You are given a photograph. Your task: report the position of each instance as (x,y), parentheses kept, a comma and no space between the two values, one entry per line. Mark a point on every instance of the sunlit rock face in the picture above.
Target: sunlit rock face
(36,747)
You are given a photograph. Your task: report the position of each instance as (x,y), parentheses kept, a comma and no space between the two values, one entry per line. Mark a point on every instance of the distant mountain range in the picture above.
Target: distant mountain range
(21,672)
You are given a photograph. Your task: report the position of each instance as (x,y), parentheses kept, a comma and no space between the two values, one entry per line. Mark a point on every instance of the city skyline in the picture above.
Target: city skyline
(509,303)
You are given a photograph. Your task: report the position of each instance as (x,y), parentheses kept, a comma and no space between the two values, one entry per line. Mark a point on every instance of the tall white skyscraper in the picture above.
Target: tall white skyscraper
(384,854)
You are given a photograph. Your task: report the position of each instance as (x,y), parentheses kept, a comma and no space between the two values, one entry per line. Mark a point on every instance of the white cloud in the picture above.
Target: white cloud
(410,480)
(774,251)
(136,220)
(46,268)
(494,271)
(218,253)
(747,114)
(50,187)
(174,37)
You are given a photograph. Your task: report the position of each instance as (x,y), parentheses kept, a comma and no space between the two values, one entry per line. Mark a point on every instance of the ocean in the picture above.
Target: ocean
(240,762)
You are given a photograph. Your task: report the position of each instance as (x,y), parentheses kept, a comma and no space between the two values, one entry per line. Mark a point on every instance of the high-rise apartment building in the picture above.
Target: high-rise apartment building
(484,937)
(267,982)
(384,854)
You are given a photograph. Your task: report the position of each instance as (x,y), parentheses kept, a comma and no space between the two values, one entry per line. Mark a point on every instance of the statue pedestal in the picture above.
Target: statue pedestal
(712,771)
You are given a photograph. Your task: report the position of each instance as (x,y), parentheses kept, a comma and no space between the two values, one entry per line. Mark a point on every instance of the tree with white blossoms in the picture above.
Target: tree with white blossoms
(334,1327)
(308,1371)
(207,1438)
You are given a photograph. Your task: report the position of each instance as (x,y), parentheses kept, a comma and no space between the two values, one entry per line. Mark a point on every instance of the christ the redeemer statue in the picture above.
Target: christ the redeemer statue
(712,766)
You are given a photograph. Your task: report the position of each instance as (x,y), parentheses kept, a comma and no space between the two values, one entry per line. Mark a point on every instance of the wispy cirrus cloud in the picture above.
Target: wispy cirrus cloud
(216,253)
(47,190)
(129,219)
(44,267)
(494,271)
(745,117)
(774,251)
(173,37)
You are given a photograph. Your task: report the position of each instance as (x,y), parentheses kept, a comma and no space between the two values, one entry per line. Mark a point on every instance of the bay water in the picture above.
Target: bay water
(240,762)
*****
» Task item
In the listing above, locate the line containing "Target: statue pedestal" and the line containing "statue in the picture above.". Extract those two lines and every line between them, exactly as written, and only those.

» Expected answer
Target: statue pedestal
(712,771)
You are given a photograph. Your task: report the position of each instance as (x,y), parentheses kept, a comma and no space between the two values, one entry per line. Mark a point on every instance of the tree with white blossoms in the picture above.
Target: tree with white blossoms
(334,1327)
(308,1371)
(207,1438)
You are given a photograph. Your task: report the position of each instance as (x,y), parentheses kept, a comma and no space between the two values, one entry per line. Mark a point on every instance of the christ the redeemer statue in the picture above.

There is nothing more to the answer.